### Record list

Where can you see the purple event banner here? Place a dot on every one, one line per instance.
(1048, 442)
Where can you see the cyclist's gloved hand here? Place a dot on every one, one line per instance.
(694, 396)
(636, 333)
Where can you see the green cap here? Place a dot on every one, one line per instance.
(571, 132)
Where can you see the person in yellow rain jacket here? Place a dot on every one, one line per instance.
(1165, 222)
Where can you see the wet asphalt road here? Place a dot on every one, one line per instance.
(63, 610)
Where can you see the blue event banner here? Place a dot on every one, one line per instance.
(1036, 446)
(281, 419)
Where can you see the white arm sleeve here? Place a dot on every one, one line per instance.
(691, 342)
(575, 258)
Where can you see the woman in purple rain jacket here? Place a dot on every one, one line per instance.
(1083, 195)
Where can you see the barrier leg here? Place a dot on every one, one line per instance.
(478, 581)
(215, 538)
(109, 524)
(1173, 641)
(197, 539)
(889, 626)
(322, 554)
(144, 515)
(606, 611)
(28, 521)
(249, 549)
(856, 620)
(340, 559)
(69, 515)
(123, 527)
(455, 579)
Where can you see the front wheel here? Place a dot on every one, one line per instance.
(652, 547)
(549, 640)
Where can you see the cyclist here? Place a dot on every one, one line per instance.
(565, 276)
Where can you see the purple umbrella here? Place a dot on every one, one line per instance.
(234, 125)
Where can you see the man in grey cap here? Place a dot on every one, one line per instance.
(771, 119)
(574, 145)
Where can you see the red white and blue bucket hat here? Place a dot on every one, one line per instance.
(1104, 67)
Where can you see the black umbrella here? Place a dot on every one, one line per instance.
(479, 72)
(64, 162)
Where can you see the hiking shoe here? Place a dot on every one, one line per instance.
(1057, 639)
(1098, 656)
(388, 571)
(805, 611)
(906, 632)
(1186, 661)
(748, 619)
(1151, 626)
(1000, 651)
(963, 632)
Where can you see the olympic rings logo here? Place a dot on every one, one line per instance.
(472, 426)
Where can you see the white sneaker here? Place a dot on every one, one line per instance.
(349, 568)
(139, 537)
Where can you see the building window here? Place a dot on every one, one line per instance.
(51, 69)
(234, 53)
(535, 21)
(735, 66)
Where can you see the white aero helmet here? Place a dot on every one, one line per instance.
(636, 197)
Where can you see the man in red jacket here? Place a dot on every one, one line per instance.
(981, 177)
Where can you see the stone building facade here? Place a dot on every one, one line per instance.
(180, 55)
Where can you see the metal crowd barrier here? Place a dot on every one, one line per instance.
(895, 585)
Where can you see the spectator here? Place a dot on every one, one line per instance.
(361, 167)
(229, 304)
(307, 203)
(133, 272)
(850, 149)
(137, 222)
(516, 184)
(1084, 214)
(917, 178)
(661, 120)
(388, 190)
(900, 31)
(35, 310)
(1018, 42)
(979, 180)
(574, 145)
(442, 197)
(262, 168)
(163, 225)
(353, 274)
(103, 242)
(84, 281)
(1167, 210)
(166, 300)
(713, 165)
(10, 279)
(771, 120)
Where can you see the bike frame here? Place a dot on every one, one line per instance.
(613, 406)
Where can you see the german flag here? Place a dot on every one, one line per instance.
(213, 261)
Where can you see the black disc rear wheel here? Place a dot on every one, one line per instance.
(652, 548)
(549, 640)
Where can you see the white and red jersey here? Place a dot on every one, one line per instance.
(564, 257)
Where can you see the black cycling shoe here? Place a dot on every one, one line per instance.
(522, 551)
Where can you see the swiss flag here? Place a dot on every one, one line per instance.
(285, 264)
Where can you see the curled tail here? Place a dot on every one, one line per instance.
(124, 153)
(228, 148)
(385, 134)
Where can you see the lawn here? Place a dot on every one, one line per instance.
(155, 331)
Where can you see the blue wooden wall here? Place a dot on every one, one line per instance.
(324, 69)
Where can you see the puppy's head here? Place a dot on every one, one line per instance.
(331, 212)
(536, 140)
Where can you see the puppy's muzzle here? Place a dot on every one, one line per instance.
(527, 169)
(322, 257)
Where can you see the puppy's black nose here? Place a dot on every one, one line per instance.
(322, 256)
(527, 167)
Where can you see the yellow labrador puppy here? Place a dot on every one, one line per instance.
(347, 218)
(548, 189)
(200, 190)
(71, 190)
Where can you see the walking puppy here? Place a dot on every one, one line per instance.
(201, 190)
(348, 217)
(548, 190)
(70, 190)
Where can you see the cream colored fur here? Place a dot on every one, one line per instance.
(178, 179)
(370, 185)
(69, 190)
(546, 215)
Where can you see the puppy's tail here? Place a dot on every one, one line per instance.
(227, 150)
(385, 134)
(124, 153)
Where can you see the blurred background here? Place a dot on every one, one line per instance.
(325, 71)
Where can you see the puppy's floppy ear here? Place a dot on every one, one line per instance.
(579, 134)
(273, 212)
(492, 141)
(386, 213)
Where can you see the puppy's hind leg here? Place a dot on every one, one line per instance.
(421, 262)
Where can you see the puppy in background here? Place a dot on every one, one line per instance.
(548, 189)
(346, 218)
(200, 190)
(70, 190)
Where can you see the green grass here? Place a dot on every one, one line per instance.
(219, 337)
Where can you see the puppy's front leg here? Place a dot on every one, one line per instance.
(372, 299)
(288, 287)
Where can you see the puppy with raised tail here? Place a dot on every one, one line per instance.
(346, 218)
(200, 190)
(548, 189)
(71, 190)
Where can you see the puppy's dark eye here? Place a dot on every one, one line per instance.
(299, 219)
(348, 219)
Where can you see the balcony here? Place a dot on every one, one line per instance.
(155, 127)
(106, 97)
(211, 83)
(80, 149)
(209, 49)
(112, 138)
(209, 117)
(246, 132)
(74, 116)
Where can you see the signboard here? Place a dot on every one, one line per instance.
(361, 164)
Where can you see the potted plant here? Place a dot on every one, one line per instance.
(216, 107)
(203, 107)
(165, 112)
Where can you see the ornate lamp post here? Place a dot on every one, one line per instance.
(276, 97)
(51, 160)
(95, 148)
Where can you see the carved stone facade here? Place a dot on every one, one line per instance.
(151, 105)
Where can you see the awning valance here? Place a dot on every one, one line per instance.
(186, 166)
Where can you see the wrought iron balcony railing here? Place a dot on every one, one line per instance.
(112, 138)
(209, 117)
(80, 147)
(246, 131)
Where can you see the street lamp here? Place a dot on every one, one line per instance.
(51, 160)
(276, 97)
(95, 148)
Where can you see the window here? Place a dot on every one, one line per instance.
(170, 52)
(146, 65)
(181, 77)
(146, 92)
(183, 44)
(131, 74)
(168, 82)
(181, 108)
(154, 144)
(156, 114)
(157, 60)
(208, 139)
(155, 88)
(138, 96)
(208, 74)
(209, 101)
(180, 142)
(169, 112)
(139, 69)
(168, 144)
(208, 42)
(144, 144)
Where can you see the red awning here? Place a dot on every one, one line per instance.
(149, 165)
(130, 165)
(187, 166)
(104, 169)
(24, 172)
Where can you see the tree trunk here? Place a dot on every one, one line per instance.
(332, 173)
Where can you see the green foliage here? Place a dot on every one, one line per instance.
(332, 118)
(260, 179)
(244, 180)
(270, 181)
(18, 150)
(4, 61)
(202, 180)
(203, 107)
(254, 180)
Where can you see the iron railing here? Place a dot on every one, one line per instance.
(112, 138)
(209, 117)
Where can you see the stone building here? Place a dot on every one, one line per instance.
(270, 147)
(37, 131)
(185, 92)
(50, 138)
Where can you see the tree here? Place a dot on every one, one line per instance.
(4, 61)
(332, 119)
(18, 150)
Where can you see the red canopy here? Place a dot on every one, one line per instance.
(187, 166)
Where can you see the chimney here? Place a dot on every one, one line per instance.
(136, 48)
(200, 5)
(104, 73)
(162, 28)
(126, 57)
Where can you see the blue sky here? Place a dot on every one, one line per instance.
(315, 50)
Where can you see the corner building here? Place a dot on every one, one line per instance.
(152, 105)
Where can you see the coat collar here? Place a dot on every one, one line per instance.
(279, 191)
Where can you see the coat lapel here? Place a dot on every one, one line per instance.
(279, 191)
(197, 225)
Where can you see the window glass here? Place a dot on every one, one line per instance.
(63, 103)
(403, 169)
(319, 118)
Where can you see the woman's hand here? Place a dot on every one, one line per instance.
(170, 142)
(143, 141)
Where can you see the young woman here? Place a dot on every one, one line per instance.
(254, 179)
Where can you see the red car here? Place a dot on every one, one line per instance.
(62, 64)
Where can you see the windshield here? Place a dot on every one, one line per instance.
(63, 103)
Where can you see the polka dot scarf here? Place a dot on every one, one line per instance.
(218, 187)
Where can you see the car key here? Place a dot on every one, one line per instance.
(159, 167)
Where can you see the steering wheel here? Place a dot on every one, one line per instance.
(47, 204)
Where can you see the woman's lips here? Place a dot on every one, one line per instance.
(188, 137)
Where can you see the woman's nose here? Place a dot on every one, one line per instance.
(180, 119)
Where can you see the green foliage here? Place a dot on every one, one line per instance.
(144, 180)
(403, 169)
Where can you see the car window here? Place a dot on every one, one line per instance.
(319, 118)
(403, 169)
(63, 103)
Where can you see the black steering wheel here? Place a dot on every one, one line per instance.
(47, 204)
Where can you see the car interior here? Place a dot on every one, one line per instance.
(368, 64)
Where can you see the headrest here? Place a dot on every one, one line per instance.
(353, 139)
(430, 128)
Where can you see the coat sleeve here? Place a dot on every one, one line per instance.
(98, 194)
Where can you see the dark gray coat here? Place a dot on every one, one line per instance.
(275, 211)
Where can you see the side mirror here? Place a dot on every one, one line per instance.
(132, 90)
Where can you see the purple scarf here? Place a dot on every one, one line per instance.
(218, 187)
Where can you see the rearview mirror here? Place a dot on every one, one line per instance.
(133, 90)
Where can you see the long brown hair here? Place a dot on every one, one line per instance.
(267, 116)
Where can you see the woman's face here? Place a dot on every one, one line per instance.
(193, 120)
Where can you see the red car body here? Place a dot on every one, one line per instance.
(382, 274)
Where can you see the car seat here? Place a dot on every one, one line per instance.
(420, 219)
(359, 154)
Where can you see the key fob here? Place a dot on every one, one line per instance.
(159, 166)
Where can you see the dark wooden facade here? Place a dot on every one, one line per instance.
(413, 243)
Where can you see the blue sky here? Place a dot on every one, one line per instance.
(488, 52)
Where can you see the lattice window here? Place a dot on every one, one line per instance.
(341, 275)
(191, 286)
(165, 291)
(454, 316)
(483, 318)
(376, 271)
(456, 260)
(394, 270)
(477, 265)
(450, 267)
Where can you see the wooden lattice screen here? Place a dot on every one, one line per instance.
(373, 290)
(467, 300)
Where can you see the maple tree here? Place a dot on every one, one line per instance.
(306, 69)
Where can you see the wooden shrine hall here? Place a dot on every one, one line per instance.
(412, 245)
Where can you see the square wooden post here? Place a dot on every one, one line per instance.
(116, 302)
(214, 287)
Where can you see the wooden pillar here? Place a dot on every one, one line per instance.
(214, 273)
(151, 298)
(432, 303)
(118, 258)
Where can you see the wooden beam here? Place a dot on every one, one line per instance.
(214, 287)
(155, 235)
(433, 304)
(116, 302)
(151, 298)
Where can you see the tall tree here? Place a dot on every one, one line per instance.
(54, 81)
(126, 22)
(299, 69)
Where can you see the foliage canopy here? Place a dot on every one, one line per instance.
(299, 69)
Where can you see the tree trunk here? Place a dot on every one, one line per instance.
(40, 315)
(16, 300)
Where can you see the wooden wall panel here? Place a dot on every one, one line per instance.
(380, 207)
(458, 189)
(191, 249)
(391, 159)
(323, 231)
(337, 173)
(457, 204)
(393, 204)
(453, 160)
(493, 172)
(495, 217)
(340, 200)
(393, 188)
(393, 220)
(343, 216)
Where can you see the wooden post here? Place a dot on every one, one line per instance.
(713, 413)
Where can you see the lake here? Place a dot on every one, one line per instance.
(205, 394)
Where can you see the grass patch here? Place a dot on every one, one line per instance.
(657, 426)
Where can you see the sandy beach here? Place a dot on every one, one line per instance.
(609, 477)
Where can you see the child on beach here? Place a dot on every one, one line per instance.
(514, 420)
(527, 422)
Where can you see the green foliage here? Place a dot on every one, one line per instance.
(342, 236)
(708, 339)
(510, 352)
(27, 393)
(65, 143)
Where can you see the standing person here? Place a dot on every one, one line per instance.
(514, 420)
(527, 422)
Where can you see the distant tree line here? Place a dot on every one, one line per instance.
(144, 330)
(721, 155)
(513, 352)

######

* **What you will do**
Could you copy the data word for word, from its very first line up to and including the line with "(1165, 222)"?

* **Result**
Where can you see the purple event banner here? Place a dot on every one, one line per instance.
(1048, 442)
Where can you see the cyclist's gloved hand here? Place a dot on every one, one line per instance.
(694, 396)
(636, 333)
Where can you see the green cap here? Place a dot on every one, one line per instance.
(571, 132)
Where can you see the person in yellow rain jacket here? Place a dot on every one, one line per instance.
(1165, 222)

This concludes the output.